— start of DATA PROVIDED —

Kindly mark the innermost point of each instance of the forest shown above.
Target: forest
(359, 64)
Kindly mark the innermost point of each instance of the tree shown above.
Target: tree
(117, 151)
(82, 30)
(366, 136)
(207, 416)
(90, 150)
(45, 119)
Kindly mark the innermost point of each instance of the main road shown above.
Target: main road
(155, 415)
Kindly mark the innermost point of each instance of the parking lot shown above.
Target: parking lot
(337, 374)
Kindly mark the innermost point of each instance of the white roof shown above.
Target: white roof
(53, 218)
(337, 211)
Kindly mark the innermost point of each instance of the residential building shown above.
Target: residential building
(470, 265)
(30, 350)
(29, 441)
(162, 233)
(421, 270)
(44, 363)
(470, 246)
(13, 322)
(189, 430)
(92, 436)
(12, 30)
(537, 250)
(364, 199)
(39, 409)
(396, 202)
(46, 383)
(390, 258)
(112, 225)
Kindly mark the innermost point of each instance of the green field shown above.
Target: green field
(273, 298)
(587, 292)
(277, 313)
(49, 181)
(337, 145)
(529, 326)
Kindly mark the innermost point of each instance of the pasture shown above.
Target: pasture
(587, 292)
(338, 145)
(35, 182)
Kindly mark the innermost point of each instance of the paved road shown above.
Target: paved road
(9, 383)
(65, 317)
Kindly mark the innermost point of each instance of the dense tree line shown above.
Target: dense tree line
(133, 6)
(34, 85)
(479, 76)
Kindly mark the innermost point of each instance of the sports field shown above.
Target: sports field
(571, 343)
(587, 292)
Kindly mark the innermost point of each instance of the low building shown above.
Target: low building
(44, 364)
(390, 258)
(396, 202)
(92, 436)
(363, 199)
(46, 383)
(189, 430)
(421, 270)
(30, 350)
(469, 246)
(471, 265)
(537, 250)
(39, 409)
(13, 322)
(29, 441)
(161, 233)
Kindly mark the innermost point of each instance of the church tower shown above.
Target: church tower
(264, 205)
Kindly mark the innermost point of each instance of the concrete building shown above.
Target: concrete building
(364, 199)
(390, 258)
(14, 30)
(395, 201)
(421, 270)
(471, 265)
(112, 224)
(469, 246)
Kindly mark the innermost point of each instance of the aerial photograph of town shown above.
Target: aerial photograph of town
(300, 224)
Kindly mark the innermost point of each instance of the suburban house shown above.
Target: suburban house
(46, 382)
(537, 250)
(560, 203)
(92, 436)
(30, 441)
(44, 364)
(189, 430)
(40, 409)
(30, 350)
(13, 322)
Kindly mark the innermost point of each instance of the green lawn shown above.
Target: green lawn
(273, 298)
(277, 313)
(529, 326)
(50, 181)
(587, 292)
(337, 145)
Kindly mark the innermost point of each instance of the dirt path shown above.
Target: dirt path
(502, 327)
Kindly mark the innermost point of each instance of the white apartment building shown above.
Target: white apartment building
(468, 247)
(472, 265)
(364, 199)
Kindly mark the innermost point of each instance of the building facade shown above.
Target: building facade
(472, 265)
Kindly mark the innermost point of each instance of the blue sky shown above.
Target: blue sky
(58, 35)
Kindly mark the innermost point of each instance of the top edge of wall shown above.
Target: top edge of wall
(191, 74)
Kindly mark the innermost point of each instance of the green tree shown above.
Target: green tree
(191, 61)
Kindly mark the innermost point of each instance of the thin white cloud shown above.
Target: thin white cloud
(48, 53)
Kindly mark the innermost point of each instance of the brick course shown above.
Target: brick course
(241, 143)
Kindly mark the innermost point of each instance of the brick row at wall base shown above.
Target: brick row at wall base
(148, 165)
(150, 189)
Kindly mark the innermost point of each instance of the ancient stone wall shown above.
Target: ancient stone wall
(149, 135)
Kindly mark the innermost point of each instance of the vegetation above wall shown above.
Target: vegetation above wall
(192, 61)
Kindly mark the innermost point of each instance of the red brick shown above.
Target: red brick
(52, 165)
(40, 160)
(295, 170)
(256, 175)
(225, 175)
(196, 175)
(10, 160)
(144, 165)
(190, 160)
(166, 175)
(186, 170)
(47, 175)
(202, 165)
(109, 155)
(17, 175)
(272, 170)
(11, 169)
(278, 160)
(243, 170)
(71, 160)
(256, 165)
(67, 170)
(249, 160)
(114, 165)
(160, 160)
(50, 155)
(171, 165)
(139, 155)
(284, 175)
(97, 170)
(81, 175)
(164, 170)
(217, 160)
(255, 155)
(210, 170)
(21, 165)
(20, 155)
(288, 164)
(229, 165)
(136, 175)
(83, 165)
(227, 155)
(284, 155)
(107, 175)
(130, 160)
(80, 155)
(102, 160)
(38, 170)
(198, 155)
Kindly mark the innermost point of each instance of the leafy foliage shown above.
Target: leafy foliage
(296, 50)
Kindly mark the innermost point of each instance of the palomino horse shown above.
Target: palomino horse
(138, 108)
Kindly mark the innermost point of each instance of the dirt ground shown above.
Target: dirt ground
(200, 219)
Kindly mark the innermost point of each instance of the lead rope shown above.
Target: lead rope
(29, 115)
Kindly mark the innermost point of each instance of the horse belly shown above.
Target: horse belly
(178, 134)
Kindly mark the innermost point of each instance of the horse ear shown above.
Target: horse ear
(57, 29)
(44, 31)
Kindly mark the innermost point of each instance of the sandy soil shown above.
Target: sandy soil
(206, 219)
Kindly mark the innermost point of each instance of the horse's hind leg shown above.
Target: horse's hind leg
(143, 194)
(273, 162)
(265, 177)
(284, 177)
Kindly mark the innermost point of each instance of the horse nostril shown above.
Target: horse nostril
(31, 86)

— end of DATA PROVIDED —

Output every line of the records above as a Markdown table with a Row column for the row number and a Text column for the line, and leave out blank lines.

§ EXERCISE SOLUTION:
| Row | Text |
|---|---|
| 1 | Kindly mark the innermost point of each instance of the forest shown above. |
| 2 | Target: forest |
| 3 | (359, 64) |
| 4 | Kindly mark the innermost point of each instance of the tree shown above. |
| 5 | Target: tree |
| 6 | (117, 151) |
| 7 | (82, 30) |
| 8 | (366, 136) |
| 9 | (207, 416) |
| 10 | (90, 150) |
| 11 | (45, 119) |
| 12 | Kindly mark the innermost point of each instance of the main road shown above. |
| 13 | Target: main road |
| 14 | (155, 415) |
| 15 | Kindly mark the innermost point of each instance of the parking lot shown above. |
| 16 | Target: parking lot |
| 17 | (337, 374) |
| 18 | Kindly mark the innermost point of each instance of the white roof shown above. |
| 19 | Target: white roof |
| 20 | (53, 218) |
| 21 | (337, 211) |
| 22 | Kindly mark the innermost point of each instance of the residential building shown above. |
| 23 | Target: residential building |
| 24 | (470, 265) |
| 25 | (30, 350) |
| 26 | (29, 441) |
| 27 | (162, 233) |
| 28 | (421, 270) |
| 29 | (44, 363) |
| 30 | (470, 246) |
| 31 | (13, 322) |
| 32 | (189, 430) |
| 33 | (92, 436) |
| 34 | (12, 30) |
| 35 | (537, 250) |
| 36 | (364, 199) |
| 37 | (39, 409) |
| 38 | (396, 202) |
| 39 | (46, 383) |
| 40 | (390, 258) |
| 41 | (112, 225) |
| 42 | Kindly mark the innermost point of each instance of the green field shown above. |
| 43 | Target: green field |
| 44 | (273, 298) |
| 45 | (587, 292) |
| 46 | (277, 313) |
| 47 | (49, 181) |
| 48 | (337, 145) |
| 49 | (529, 326) |
| 50 | Kindly mark the innermost point of each instance of the pasture shown above. |
| 51 | Target: pasture |
| 52 | (587, 292) |
| 53 | (338, 145) |
| 54 | (35, 182) |
| 55 | Kindly mark the innermost point of each instance of the paved road shown above. |
| 56 | Target: paved road |
| 57 | (9, 383) |
| 58 | (65, 317) |
| 59 | Kindly mark the innermost point of each instance of the dense tree line shown above. |
| 60 | Target: dense tree line |
| 61 | (133, 6) |
| 62 | (34, 85) |
| 63 | (479, 76) |
| 64 | Kindly mark the innermost point of each instance of the sports field shown above. |
| 65 | Target: sports field |
| 66 | (571, 343) |
| 67 | (587, 292) |
| 68 | Kindly mark the innermost point of each instance of the low building shown above. |
| 69 | Target: low building |
| 70 | (44, 364) |
| 71 | (390, 258) |
| 72 | (396, 202) |
| 73 | (92, 436) |
| 74 | (363, 199) |
| 75 | (46, 383) |
| 76 | (189, 430) |
| 77 | (421, 270) |
| 78 | (30, 350) |
| 79 | (469, 246) |
| 80 | (471, 265) |
| 81 | (537, 250) |
| 82 | (39, 409) |
| 83 | (13, 322) |
| 84 | (29, 441) |
| 85 | (161, 233) |
| 86 | Kindly mark the innermost point of each instance of the church tower shown above. |
| 87 | Target: church tower |
| 88 | (264, 205) |
| 89 | Kindly mark the innermost point of each instance of the concrete building shown above. |
| 90 | Target: concrete building |
| 91 | (364, 199) |
| 92 | (390, 258) |
| 93 | (14, 30) |
| 94 | (395, 201) |
| 95 | (421, 270) |
| 96 | (471, 265) |
| 97 | (112, 224) |
| 98 | (469, 246) |
| 99 | Kindly mark the innermost point of each instance of the aerial photograph of town shown above. |
| 100 | Target: aerial photograph of town |
| 101 | (300, 224) |
| 102 | Kindly mark the innermost point of each instance of the suburban house shown above. |
| 103 | Target: suburban house |
| 104 | (46, 382) |
| 105 | (537, 250) |
| 106 | (560, 203) |
| 107 | (92, 436) |
| 108 | (30, 441) |
| 109 | (44, 364) |
| 110 | (189, 430) |
| 111 | (40, 409) |
| 112 | (30, 350) |
| 113 | (13, 322) |
| 114 | Kindly mark the innermost point of each instance of the green lawn shown above. |
| 115 | Target: green lawn |
| 116 | (273, 298) |
| 117 | (277, 313) |
| 118 | (529, 326) |
| 119 | (50, 181) |
| 120 | (587, 292) |
| 121 | (337, 145) |
| 122 | Kindly mark the innermost point of each instance of the dirt path shown above. |
| 123 | Target: dirt path |
| 124 | (502, 327) |
| 125 | Kindly mark the innermost point of each instance of the white apartment building shown above. |
| 126 | Target: white apartment building |
| 127 | (468, 247) |
| 128 | (472, 265) |
| 129 | (364, 199) |
| 130 | Kindly mark the innermost point of each instance of the building facade shown above. |
| 131 | Target: building facade |
| 132 | (472, 265) |
| 133 | Kindly mark the innermost point of each instance of the blue sky shown above. |
| 134 | Target: blue sky |
| 135 | (58, 35) |
| 136 | Kindly mark the innermost point of each instance of the top edge of wall shown above. |
| 137 | Target: top edge of wall |
| 138 | (191, 74) |
| 139 | Kindly mark the innermost point of each instance of the green tree shown above. |
| 140 | Target: green tree |
| 141 | (191, 61) |
| 142 | Kindly mark the innermost point of each instance of the thin white cloud shown above. |
| 143 | Target: thin white cloud |
| 144 | (48, 53) |
| 145 | Kindly mark the innermost point of each instance of the brick course shown above. |
| 146 | Target: brick course |
| 147 | (241, 143) |
| 148 | Kindly mark the innermost point of each instance of the brick row at wall base shown above. |
| 149 | Target: brick row at wall base |
| 150 | (148, 165) |
| 151 | (150, 189) |
| 152 | Kindly mark the innermost point of each instance of the ancient stone wall shown above. |
| 153 | Target: ancient stone wall |
| 154 | (149, 135) |
| 155 | Kindly mark the innermost point of each instance of the vegetation above wall shown above. |
| 156 | Target: vegetation above wall |
| 157 | (192, 61) |
| 158 | Kindly mark the innermost point of each instance of the red brick shown above. |
| 159 | Target: red brick |
| 160 | (52, 165) |
| 161 | (40, 160) |
| 162 | (295, 170) |
| 163 | (256, 175) |
| 164 | (225, 175) |
| 165 | (196, 175) |
| 166 | (10, 160) |
| 167 | (144, 165) |
| 168 | (190, 160) |
| 169 | (166, 175) |
| 170 | (186, 170) |
| 171 | (47, 175) |
| 172 | (202, 165) |
| 173 | (109, 155) |
| 174 | (17, 175) |
| 175 | (272, 170) |
| 176 | (11, 169) |
| 177 | (278, 160) |
| 178 | (243, 170) |
| 179 | (71, 160) |
| 180 | (256, 165) |
| 181 | (67, 170) |
| 182 | (249, 160) |
| 183 | (114, 165) |
| 184 | (160, 160) |
| 185 | (50, 155) |
| 186 | (171, 165) |
| 187 | (139, 155) |
| 188 | (284, 175) |
| 189 | (97, 170) |
| 190 | (81, 175) |
| 191 | (164, 170) |
| 192 | (217, 160) |
| 193 | (255, 155) |
| 194 | (210, 170) |
| 195 | (21, 165) |
| 196 | (20, 155) |
| 197 | (288, 164) |
| 198 | (229, 165) |
| 199 | (136, 175) |
| 200 | (83, 165) |
| 201 | (227, 155) |
| 202 | (284, 155) |
| 203 | (107, 175) |
| 204 | (130, 160) |
| 205 | (80, 155) |
| 206 | (102, 160) |
| 207 | (38, 170) |
| 208 | (198, 155) |
| 209 | Kindly mark the innermost point of each instance of the leafy foliage shown above. |
| 210 | Target: leafy foliage |
| 211 | (296, 50) |
| 212 | Kindly mark the innermost point of each instance of the palomino horse shown above. |
| 213 | Target: palomino horse |
| 214 | (138, 108) |
| 215 | Kindly mark the innermost point of each instance of the dirt ground shown above. |
| 216 | Target: dirt ground |
| 217 | (200, 219) |
| 218 | Kindly mark the innermost point of each instance of the lead rope shown above. |
| 219 | Target: lead rope |
| 220 | (29, 115) |
| 221 | Kindly mark the innermost point of each instance of the horse belly shown above. |
| 222 | Target: horse belly |
| 223 | (178, 134) |
| 224 | Kindly mark the innermost point of each instance of the horse ear shown above. |
| 225 | Target: horse ear |
| 226 | (57, 29) |
| 227 | (44, 31) |
| 228 | Kindly mark the innermost point of each instance of the sandy soil shown above. |
| 229 | Target: sandy soil |
| 230 | (206, 219) |
| 231 | Kindly mark the innermost point of each instance of the horse's hind leg shown above. |
| 232 | Target: horse's hind leg |
| 233 | (143, 194) |
| 234 | (273, 162) |
| 235 | (265, 177) |
| 236 | (284, 177) |
| 237 | Kindly mark the innermost point of each instance of the horse nostril shown above. |
| 238 | Target: horse nostril |
| 239 | (31, 86) |